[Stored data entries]
■ ■ ■ ■ ■

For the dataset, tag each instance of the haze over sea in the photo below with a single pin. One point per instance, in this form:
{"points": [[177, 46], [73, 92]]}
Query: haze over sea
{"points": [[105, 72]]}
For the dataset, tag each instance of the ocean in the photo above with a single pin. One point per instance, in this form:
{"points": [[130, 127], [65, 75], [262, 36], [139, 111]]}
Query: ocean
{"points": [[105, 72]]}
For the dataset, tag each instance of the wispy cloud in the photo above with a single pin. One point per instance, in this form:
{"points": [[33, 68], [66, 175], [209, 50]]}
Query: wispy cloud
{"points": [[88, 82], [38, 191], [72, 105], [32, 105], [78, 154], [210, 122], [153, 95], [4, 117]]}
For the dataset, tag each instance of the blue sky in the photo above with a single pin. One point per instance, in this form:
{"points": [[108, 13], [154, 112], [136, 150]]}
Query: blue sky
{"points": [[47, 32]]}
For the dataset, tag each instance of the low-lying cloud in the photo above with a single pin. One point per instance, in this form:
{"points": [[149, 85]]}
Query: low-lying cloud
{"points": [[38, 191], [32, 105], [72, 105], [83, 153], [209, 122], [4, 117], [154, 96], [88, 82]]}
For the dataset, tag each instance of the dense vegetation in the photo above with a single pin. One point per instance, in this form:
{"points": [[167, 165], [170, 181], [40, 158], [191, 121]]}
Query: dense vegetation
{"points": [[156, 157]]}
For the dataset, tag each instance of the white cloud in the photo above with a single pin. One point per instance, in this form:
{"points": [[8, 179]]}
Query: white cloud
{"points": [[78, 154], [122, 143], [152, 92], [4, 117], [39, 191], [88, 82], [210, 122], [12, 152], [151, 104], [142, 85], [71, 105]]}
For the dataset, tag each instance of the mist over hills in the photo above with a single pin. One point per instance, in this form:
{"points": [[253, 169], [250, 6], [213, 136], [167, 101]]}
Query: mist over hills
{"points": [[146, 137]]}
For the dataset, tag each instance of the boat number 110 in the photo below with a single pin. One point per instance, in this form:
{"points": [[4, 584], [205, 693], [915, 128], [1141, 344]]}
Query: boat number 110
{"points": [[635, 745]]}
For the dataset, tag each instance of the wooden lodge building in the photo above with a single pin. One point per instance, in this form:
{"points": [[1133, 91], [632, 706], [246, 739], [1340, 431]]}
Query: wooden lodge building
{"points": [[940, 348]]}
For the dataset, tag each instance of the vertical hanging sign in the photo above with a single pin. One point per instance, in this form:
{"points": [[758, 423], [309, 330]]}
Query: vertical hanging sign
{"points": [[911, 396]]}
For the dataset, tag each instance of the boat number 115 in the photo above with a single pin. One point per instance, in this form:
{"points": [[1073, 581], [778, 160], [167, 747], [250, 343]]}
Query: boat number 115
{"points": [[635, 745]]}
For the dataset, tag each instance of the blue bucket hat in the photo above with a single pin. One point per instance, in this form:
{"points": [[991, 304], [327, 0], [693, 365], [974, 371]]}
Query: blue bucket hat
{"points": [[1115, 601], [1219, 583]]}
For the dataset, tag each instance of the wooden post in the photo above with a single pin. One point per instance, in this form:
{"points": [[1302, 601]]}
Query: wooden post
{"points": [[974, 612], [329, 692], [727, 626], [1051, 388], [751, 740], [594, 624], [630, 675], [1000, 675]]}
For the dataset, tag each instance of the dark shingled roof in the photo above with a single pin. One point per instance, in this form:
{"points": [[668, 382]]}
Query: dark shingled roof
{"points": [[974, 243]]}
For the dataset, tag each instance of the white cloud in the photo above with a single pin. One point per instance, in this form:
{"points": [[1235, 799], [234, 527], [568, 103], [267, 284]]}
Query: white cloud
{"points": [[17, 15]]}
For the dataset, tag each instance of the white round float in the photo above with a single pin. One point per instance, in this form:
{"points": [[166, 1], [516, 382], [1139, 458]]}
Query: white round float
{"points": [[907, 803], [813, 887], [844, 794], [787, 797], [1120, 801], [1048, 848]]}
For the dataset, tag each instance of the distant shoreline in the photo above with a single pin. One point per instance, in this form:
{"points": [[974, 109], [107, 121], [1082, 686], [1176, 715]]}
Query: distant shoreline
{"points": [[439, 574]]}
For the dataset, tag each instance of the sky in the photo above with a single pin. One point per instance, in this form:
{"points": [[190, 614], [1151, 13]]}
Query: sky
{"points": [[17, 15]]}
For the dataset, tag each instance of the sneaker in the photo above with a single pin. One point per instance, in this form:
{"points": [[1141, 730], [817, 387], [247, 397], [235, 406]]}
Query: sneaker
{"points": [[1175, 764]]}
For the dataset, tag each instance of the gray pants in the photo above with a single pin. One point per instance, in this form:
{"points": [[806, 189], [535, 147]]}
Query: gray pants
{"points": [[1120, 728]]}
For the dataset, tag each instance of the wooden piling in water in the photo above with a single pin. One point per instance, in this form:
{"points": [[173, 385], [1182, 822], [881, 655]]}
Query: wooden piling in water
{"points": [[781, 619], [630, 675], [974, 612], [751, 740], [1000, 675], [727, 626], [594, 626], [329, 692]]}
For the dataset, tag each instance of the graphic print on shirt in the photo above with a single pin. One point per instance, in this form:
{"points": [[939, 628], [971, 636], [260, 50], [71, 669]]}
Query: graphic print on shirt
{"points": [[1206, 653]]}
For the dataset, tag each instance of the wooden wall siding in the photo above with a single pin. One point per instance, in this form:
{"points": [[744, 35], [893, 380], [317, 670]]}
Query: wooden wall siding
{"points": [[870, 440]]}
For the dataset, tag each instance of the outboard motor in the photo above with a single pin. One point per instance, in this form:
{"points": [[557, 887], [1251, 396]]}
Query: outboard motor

■ ■ ■ ■ ■

§ **ASSIGNMENT**
Sift the data above for lines with "outboard", then copy each one.

§ **TASK RESULT**
For the dataset, tag each instance of the outboard motor in the photo above with a single pin. One point per instance, in this form:
Query: outboard motor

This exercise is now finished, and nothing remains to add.